Could you reproduce every line of the entries below, requests included, rescaling each point coordinate in the answers by a factor of 1.95 and rounding to whole numbers, with halves going up? Numbers in the requests and their format samples stay as they are.
[Extracted entries start]
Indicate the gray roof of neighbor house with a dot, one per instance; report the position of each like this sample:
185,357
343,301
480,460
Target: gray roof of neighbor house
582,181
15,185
[Extracted entries end]
§ **Exercise answer**
Indicate the gray roof of neighbor house with a dot, one per instance; report the position of each like this sample:
185,357
343,301
480,460
Target: gray roof of neighbor house
1135,353
29,361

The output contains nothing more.